Only the final stretch of lines is needed: output exactly the line containing "Target: distant train" and all lines following it in the listing below.

--- START ---

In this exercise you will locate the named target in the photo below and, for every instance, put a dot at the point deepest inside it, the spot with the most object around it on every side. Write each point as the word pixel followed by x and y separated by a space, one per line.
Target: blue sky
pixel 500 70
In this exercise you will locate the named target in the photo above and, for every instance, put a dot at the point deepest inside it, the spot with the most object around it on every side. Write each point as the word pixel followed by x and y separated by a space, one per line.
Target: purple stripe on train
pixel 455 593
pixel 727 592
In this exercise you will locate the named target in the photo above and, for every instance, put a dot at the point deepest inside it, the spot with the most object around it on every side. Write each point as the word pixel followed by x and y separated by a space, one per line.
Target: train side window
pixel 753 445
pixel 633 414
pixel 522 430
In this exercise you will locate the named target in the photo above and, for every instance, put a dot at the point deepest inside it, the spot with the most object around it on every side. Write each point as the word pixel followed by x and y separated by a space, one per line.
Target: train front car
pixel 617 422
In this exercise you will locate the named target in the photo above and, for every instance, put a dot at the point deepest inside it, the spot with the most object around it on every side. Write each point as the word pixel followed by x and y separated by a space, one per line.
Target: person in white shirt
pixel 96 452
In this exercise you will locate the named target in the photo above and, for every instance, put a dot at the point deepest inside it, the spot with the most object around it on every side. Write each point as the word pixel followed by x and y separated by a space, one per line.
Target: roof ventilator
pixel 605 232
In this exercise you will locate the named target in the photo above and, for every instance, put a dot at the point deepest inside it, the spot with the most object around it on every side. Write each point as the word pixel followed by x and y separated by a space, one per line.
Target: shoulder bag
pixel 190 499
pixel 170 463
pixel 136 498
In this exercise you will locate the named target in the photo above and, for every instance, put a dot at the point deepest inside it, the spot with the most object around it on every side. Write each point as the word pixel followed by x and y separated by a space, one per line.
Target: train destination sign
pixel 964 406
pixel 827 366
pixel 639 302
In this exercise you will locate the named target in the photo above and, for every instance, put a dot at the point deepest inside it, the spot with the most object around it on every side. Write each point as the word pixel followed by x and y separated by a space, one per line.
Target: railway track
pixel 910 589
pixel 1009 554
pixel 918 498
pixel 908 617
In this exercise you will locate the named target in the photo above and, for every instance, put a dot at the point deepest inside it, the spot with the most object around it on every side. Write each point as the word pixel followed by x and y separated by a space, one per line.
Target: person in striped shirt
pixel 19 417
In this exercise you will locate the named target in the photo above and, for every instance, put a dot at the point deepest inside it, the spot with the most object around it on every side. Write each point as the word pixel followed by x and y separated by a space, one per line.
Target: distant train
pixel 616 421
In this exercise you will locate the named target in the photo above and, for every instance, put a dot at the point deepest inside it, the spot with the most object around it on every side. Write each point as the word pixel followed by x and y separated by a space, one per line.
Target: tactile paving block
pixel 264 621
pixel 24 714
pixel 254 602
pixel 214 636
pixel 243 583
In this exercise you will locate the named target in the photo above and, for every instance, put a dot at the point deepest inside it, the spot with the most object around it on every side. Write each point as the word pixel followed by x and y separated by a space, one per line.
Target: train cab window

--- END ---

_The completed task_:
Target: distant train
pixel 616 421
In this exercise you will locate the named target in the photo above and, for every instance, put a dot at the point deepest inside it, the spot with the most object around it on every side. Write each point as the word pixel followed by x and y separated by a space, one per line.
Target: tactile paving block
pixel 264 621
pixel 24 714
pixel 254 602
pixel 214 636
pixel 243 583
In this exercise you will locate the named target in the photo above and, for every instance, put a dot at the point deepest inside it, the spot with the most object around it on every side. Write each point as the word pixel followed by x and y separated by a space, one per line.
Target: train cab window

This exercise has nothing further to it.